Implement tensor similarity evaluator by zhenchaoni · Pull Request #805 · microsoft/winml-cli

zhenchaoni · 2026-06-03T05:30:46Z

Fixes #804

Implement tensor similarity evaluator

Summary

Adds a new compare mode to winml eval that compares an ONNX candidate against its HF PyTorch reference on identical random inputs and reports per-output tensor-parity metrics (SQNR, PSNR, cosine similarity, MSE, max absolute diff). This isolates divergence introduced by the build pipeline (optimize / quantize / compile) from data- or pipeline-related differences — there is no labeled dataset, no HF pipeline, and no preprocessor in the loop.

Motivation

Task-level metrics (top-1, mIoU, BLEU, ...) tell us whether an optimized model still works, but not how much the optimize/quantize/compile passes perturbed the raw tensors. Tensor-similarity gives a fast, label-free, dataset-free signal for build-pipeline regressions and for picking quantization configs.

● **Problem 1**:
Which issue does the pull request description say this change fixes?
● **Problem 2**:
List every tensor-parity metric that the pull request description says the new compare mode reports.
● **Problem 3**:
Pick up the pull request description after its last sentence and keep writing it.

● **Entries supplied**:
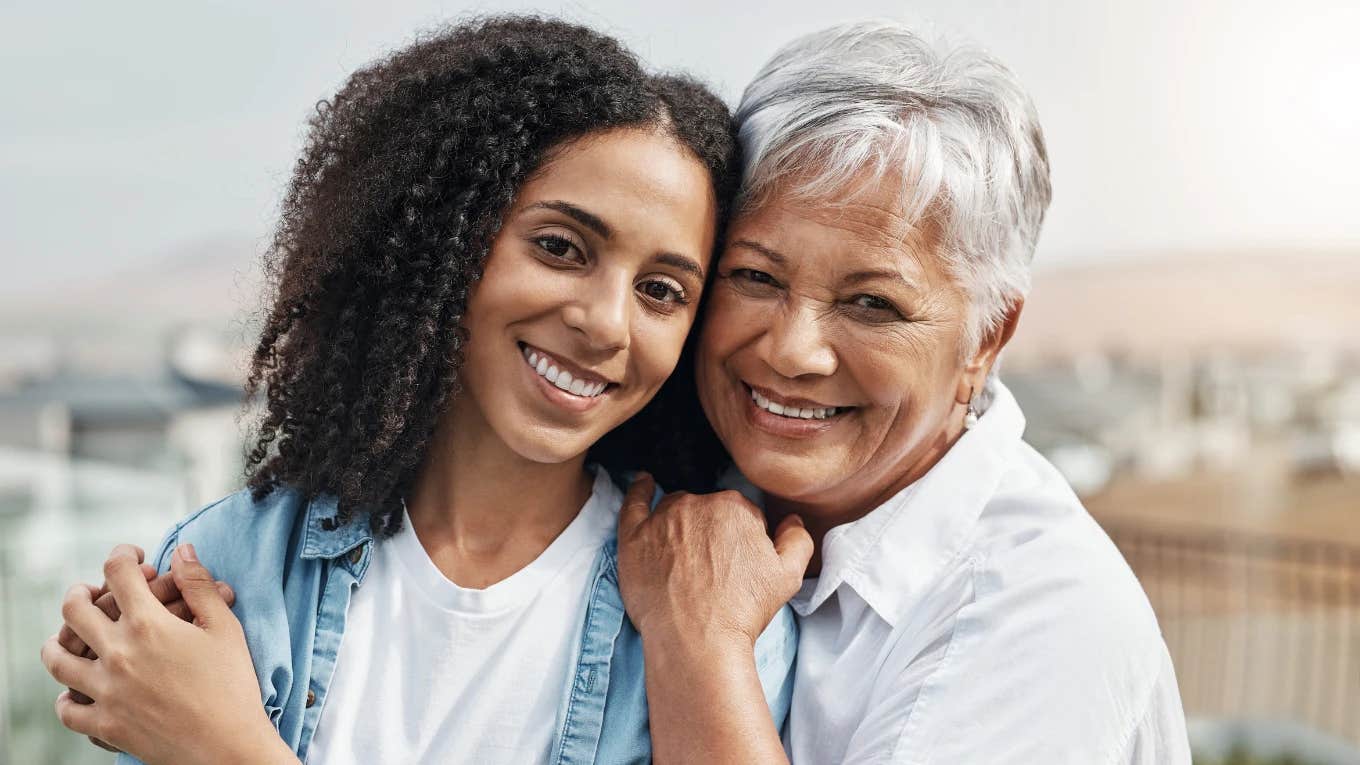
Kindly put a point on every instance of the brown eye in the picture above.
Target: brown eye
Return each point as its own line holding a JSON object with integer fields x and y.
{"x": 561, "y": 248}
{"x": 663, "y": 291}
{"x": 875, "y": 309}
{"x": 752, "y": 275}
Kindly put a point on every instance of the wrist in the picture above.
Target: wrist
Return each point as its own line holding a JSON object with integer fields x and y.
{"x": 264, "y": 746}
{"x": 694, "y": 643}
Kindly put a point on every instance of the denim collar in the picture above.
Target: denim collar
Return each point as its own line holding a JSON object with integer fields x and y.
{"x": 323, "y": 536}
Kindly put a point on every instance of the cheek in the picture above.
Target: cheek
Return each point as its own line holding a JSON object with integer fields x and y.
{"x": 654, "y": 349}
{"x": 728, "y": 323}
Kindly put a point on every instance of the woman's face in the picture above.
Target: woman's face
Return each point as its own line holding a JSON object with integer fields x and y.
{"x": 588, "y": 294}
{"x": 830, "y": 361}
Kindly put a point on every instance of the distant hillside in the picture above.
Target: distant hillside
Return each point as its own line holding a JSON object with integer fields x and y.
{"x": 1149, "y": 305}
{"x": 210, "y": 282}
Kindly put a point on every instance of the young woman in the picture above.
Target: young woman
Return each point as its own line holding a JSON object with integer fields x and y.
{"x": 487, "y": 267}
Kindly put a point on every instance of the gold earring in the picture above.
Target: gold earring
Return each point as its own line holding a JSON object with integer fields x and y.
{"x": 970, "y": 417}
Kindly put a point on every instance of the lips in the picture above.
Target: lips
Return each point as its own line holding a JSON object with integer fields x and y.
{"x": 792, "y": 407}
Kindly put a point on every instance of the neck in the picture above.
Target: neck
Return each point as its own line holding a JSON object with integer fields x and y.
{"x": 482, "y": 511}
{"x": 856, "y": 497}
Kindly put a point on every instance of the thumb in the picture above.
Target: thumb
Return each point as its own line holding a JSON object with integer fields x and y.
{"x": 197, "y": 588}
{"x": 637, "y": 504}
{"x": 793, "y": 545}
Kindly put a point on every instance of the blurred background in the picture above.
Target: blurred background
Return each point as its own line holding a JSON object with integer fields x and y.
{"x": 1189, "y": 357}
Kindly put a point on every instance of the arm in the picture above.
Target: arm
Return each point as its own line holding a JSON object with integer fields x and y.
{"x": 701, "y": 579}
{"x": 162, "y": 689}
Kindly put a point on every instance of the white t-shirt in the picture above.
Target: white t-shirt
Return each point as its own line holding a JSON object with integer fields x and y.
{"x": 430, "y": 671}
{"x": 981, "y": 615}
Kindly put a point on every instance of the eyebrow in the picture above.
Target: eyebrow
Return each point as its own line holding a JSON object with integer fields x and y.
{"x": 873, "y": 274}
{"x": 759, "y": 248}
{"x": 599, "y": 226}
{"x": 854, "y": 278}
{"x": 680, "y": 262}
{"x": 582, "y": 217}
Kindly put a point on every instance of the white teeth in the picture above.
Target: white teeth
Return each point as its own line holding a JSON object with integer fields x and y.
{"x": 819, "y": 413}
{"x": 562, "y": 379}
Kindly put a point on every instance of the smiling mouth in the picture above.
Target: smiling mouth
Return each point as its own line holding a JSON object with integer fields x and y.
{"x": 793, "y": 410}
{"x": 555, "y": 372}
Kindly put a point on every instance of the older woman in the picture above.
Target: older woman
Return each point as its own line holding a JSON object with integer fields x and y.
{"x": 960, "y": 605}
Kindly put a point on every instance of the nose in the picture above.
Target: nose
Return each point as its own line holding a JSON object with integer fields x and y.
{"x": 796, "y": 343}
{"x": 601, "y": 311}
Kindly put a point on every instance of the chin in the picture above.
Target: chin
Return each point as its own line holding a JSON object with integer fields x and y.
{"x": 550, "y": 448}
{"x": 789, "y": 477}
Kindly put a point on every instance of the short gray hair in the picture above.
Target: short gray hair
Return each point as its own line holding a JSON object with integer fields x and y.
{"x": 952, "y": 120}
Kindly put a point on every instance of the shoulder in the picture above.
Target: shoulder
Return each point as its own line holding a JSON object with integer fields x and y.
{"x": 238, "y": 530}
{"x": 1051, "y": 637}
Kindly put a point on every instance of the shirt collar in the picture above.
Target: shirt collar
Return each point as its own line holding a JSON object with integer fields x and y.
{"x": 891, "y": 554}
{"x": 324, "y": 536}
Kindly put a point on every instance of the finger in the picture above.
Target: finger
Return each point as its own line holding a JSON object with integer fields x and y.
{"x": 637, "y": 504}
{"x": 102, "y": 745}
{"x": 123, "y": 572}
{"x": 163, "y": 588}
{"x": 68, "y": 639}
{"x": 65, "y": 667}
{"x": 200, "y": 591}
{"x": 79, "y": 718}
{"x": 180, "y": 610}
{"x": 83, "y": 617}
{"x": 147, "y": 569}
{"x": 793, "y": 545}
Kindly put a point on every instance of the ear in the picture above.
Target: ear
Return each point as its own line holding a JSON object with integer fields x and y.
{"x": 979, "y": 365}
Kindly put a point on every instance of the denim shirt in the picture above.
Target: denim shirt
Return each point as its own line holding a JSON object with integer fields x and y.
{"x": 294, "y": 569}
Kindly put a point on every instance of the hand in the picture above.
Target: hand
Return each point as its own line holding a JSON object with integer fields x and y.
{"x": 162, "y": 689}
{"x": 702, "y": 566}
{"x": 165, "y": 591}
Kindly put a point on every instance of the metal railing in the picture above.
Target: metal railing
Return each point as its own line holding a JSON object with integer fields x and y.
{"x": 1258, "y": 626}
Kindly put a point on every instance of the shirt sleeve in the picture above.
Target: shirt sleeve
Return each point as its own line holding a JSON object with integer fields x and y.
{"x": 1160, "y": 734}
{"x": 1024, "y": 690}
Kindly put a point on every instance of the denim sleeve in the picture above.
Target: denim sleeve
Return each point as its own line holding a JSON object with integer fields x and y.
{"x": 775, "y": 651}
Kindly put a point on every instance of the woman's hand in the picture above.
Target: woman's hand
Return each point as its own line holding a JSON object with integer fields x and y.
{"x": 701, "y": 580}
{"x": 162, "y": 587}
{"x": 162, "y": 689}
{"x": 702, "y": 566}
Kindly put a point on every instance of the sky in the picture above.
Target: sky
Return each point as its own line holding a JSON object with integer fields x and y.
{"x": 135, "y": 132}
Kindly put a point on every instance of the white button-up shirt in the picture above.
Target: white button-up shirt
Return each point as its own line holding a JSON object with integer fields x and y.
{"x": 981, "y": 615}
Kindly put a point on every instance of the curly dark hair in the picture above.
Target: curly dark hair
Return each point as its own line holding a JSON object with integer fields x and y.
{"x": 384, "y": 232}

● **Task response 1**:
Issue #804.

● **Task response 2**:
SQNR, PSNR, cosine similarity, MSE, and max absolute diff.

● **Task response 3**:
Usage

winml eval --mode compare -m microsoft/resnet-50 --task image-classification --precision fp16 --samples 100

What's new

winml eval --mode {onnx,compare} — new Click option on winml eval. onnx (default) is the existing dataset-driven flow; compare activates the new evaluator.
TensorSimilarityEvaluator (tensor_similarity_evaluator.py) — loads the HF reference on CPU/fp32 via resolve_task_and_model_class, draws inputs from RandomDataset over the candidate's ONNX I/O spec, runs both backends per sample, and aggregates per-output metrics.
TensorSimilarityMetric (tensor_similarity.py) — stateful update / compute / reset metric mirroring MeanIoUMetric. Per-sample math is bit-equivalent to the team-wide eval_tensors reference library on the same .npy pair.
Dispatch — evaluate.py registers "compare-tensor" and get_evaluator_class routes to it when config.mode == "compare"; compare mode bypasses default-dataset resolution and the dataset section of print_config.
Config — WinMLEvaluationConfig.mode: str = "onnx"; to_dict only emits mode when non-default.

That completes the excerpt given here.